═══ Document passage ═══

This thesis aimed to show that natural language processing can be used to improve 
the usefulness of military operational reporting. These results demonstrate a system of data 
mining and analysis from its theoretical foundations to a demonstration of its capability. 
This work addresses gaps in the current literature in that it integrates the work of document 
clustering, automatic text summarization, and practical visualization to address the military 
problem of unstructured data organization. From these results, one can see that clustering 
reports based on semantic similarity offers substantial advantages over current analytical 
procedures. Reports can automatically be processed and visualized in a way that reduces 
workload and captures meaningful relationships that would otherwise be extremely 
difficult to see; thus, improving military staff efficiency and analytics. However, these 
results describe more than a prototype. This is the foundation of a strategy for dealing with 


the rising complexities of unstructured data, which is a military-wide problem. 


This work addresses the problem of unstructured data analysis on two levels. First 
it aimed to answer technical questions of unstructured information retrieval. These are 
represented by the theories, equations, and quantitative analysis in the previous chapters.

═══ Raw records ═══

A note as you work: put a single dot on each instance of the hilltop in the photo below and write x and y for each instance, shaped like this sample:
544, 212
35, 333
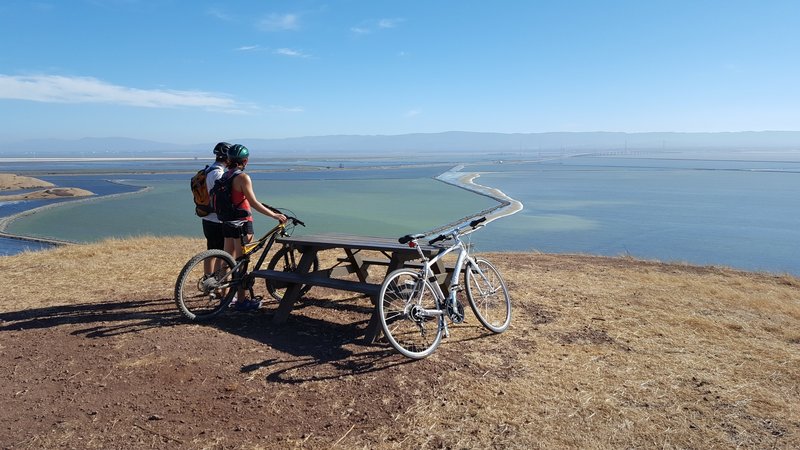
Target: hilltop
602, 353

═══

▶ _Given problem_:
Repeat word for word the stretch of the thesis passage above from "the rising complexities" through "the previous chapters.".

▶ _Exercise solution_:
the rising complexities of unstructured data, which is a military-wide problem. 


This work addresses the problem of unstructured data analysis on two levels. First 
it aimed to answer technical questions of unstructured information retrieval. These are 
represented by the theories, equations, and quantitative analysis in the previous chapters.